-- Set of tasks --
1. Answer these questions from the passage on Meredith's treatment of Diana's wit:
(a) To what does the initial figure of speech compare wit?
(b) What is wine allusively called?
(c) Who recalled the satirical comment whose "wonderful" effect the author attests to?
2. Return the stretch of the passage on Meredith's treatment of Diana's wit from "Here she highlights" through "by precisely nothing.", copied word for word.

The initial figure of speech compares wit
to the scent of dinner on the fire specifically drawing attention to the
ephemeral quality of both phenomena.
Meredith then begins with a variation of the modesty topos by declaring
that, since such remarks can only be appreciated in lived experience, his
project of recording them must fail. To
test this hypothesis, he proceeds to a particular bon mot concerning “the
great erratic and forsaken Lady A****.”
The comment, as it turns out, depends for its effect, not on being
present in person, but rather on the anecdote’s written form using
asterisks. Yet this, too, though it is
worth recording apparently, he denigrates as possessing “wit somewhere and fun
nowhere.” He realizes his effect as he
at the same time denies it. The first
three sentences have required the reader first to compare an impression of
cleverness with a smell of dinner cooking, then with a breath. Wine is allusively called “Bacchus,”
asterisks are equated with stars, and drunkenness with theophany, surely a hefty
burden of figures of speech for a few lines of prose.
He promises no more
likely survival for the spirit of Diana’s next quoted witticism, that she must
act the “merry clown and poor pantaloon demanded of us in every work of fiction.”
Here she highlights the art of her
repartee with allusions to circus and commedia dell’arte performance. She is said to find it “lamentable” that she must
produce such “drolleries” until advanced old age, itself figured concretely as
the time that “extremest age” makes the knees knock. Thus, just as she is shown to be extra clever
by her belittling her own conversational abilities, Meredith’s persona
strengthens his case for her by denying that his repeating of such lines can
have the effect they had when originally spoken. Still, the author seems to be satisfied at
the extent to which he has achieved his desired effect of convincing the reader
of Diana’s verbal skills when he mentions another of her satirical comments,
one recalled by Lady Pennon, and attests to its “wonderful” effect without even
recording what she said. Here the reader
is expected to be impressed by precisely nothing.

(Records excerpted from a collection)
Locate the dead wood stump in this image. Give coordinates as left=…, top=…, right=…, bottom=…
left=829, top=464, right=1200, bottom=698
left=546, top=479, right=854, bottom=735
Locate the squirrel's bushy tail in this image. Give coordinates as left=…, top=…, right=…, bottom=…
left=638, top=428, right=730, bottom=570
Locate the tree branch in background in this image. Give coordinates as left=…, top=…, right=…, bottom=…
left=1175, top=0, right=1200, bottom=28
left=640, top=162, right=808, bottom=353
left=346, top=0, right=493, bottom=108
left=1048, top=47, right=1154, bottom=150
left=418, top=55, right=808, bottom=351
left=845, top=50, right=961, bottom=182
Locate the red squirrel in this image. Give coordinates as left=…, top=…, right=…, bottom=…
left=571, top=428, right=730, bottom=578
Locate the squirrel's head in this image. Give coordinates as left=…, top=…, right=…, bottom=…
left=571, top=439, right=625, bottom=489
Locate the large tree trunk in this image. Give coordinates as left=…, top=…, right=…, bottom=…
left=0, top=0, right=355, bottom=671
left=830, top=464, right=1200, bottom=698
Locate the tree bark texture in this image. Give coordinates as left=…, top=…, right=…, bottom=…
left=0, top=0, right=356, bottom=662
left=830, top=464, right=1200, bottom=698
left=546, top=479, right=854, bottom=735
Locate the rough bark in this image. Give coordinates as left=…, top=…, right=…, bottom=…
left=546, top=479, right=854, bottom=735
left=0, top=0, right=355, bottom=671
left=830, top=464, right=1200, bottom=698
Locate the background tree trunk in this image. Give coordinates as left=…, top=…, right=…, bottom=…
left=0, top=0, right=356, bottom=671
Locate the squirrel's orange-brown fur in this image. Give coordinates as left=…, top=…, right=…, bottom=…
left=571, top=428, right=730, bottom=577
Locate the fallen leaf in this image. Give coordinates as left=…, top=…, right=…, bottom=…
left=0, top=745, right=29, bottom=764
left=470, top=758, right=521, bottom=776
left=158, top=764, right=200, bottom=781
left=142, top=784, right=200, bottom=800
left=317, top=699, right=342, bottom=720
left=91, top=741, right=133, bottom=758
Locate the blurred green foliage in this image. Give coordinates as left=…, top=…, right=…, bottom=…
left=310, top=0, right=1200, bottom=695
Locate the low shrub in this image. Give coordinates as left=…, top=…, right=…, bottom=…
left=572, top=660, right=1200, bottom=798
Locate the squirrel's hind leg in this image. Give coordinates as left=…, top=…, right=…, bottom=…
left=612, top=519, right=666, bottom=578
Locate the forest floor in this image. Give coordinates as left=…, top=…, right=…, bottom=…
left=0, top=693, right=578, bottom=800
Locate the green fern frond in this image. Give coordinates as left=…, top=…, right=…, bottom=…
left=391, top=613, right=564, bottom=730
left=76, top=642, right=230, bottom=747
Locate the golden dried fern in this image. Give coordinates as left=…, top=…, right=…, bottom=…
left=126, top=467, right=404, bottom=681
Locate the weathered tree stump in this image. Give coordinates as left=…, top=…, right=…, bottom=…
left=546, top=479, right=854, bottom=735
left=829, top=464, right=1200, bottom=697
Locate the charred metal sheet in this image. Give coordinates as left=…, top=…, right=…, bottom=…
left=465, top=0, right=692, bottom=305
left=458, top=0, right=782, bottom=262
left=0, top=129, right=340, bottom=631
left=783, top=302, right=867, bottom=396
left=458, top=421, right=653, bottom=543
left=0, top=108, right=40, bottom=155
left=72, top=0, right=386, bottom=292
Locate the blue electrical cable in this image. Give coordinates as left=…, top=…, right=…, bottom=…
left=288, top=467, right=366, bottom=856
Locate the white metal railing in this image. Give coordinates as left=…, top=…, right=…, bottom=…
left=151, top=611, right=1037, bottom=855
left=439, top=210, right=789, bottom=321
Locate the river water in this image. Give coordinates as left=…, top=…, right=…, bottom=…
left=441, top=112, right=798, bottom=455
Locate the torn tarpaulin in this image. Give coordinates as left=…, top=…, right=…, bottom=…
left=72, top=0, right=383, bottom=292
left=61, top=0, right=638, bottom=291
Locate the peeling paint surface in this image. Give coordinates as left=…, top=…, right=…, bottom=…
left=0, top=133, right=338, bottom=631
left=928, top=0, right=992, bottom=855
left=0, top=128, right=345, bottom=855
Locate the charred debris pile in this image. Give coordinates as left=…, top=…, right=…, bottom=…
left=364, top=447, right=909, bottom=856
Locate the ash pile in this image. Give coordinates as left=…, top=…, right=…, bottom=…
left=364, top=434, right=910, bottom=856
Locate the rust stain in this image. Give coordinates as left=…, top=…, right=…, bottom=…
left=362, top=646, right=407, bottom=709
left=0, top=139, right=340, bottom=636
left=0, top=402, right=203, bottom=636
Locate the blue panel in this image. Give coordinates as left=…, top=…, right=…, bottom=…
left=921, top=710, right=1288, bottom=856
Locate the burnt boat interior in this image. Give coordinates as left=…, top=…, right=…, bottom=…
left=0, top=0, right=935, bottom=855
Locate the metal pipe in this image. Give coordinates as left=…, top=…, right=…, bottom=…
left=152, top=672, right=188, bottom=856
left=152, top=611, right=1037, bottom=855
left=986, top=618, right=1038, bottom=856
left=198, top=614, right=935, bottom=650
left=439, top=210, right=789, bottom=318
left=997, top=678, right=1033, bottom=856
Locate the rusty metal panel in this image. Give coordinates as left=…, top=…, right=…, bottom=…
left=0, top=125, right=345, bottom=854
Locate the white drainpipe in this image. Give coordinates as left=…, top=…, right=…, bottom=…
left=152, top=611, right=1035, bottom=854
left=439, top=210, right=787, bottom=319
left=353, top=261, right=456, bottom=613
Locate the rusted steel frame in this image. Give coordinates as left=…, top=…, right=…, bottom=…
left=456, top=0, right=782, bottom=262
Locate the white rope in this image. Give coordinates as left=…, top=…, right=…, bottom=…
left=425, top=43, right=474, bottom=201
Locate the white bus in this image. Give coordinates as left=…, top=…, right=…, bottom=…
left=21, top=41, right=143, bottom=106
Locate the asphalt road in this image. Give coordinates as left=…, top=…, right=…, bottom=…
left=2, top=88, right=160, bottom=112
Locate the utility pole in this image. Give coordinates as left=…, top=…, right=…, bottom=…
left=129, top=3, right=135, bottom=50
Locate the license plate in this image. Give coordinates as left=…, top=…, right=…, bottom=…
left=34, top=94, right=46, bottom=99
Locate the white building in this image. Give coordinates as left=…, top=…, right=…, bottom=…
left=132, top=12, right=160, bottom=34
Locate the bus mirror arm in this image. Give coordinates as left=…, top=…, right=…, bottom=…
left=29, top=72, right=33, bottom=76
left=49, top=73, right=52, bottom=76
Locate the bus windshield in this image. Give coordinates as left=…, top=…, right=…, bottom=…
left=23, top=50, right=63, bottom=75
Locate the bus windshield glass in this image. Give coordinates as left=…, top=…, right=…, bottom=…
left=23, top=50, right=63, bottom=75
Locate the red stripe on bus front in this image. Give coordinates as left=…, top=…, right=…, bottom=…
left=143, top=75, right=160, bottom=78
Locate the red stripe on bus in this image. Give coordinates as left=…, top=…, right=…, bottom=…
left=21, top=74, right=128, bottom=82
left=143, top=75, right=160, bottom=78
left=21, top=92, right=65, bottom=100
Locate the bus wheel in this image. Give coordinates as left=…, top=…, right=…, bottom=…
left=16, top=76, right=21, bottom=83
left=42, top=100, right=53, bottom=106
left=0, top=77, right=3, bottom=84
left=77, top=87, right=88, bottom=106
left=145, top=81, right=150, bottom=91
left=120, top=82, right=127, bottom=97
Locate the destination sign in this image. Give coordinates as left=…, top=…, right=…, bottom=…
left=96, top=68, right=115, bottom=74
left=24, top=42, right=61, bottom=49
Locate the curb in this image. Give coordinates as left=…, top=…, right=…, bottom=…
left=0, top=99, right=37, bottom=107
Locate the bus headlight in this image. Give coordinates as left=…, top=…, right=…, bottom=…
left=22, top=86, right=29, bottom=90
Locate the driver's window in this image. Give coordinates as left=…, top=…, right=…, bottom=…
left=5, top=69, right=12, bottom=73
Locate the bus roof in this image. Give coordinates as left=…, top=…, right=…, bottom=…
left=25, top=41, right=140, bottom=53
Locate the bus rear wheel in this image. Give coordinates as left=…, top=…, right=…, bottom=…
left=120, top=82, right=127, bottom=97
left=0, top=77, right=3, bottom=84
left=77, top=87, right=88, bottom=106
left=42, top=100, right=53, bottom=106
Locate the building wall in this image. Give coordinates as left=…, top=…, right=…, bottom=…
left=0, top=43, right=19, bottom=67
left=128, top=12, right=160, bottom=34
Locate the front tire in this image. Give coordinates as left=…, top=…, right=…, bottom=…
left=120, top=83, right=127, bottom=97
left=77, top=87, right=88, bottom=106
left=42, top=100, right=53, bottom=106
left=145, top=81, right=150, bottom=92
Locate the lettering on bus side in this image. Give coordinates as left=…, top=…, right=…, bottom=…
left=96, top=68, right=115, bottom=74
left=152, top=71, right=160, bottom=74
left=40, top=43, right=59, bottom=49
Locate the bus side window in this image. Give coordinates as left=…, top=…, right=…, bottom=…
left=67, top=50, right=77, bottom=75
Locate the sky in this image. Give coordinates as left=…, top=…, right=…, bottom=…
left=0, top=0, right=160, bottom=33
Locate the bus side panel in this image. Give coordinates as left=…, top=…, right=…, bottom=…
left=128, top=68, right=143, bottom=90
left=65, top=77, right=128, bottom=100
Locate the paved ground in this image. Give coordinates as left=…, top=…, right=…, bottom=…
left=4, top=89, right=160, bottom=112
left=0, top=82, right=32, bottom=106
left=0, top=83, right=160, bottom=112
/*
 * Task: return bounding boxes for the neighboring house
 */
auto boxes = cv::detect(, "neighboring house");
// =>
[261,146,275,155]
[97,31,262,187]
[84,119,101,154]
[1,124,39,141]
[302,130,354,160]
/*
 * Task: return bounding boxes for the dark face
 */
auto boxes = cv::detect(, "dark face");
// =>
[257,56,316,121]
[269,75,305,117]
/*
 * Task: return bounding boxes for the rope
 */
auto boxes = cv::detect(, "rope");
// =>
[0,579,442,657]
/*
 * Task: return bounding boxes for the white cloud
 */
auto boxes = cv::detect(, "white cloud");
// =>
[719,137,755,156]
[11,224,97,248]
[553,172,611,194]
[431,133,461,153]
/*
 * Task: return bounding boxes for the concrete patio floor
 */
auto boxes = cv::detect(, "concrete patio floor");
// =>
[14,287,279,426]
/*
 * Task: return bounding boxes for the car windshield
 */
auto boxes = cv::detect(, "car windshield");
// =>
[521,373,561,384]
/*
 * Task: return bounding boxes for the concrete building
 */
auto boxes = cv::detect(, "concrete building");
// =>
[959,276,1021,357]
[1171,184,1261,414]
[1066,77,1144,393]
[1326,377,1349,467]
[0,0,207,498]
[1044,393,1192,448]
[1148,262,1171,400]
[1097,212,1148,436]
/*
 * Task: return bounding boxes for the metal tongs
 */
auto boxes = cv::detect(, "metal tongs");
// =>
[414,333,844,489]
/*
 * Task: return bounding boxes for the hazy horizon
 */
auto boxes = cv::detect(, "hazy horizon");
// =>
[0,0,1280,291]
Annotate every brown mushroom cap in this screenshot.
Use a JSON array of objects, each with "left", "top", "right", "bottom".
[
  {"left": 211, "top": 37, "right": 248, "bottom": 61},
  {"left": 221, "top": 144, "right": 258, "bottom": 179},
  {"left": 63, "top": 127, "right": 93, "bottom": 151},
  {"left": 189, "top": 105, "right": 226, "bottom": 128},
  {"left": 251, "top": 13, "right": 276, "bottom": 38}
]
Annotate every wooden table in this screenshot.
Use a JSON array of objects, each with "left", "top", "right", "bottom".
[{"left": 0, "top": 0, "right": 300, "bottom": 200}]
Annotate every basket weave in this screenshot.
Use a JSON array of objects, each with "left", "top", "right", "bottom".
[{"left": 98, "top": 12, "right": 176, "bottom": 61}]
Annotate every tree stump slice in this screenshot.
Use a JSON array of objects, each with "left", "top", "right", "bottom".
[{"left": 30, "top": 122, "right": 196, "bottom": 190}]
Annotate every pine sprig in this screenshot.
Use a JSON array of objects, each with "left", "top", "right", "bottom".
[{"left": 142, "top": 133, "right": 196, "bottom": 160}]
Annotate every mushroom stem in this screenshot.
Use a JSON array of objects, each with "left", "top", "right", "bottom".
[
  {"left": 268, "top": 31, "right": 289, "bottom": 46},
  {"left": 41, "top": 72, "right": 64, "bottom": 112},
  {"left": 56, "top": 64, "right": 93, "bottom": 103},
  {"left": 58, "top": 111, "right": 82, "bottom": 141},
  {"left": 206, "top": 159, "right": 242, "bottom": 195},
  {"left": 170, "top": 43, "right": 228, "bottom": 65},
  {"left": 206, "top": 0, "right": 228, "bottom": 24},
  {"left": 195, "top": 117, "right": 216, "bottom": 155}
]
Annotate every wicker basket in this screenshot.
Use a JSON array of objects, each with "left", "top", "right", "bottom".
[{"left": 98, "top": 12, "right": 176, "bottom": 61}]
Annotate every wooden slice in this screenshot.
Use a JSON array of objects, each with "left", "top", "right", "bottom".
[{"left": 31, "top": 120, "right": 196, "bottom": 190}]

-- Answers provided --
1.
(a) The scent of dinner on the fire.
(b) "Bacchus."
(c) Lady Pennon.

2.
Here she highlights the art of her
repartee with allusions to circus and commedia dell’arte performance. She is said to find it “lamentable” that she must
produce such “drolleries” until advanced old age, itself figured concretely as
the time that “extremest age” makes the knees knock. Thus, just as she is shown to be extra clever
by her belittling her own conversational abilities, Meredith’s persona
strengthens his case for her by denying that his repeating of such lines can
have the effect they had when originally spoken. Still, the author seems to be satisfied at
the extent to which he has achieved his desired effect of convincing the reader
of Diana’s verbal skills when he mentions another of her satirical comments,
one recalled by Lady Pennon, and attests to its “wonderful” effect without even
recording what she said. Here the reader
is expected to be impressed by precisely nothing.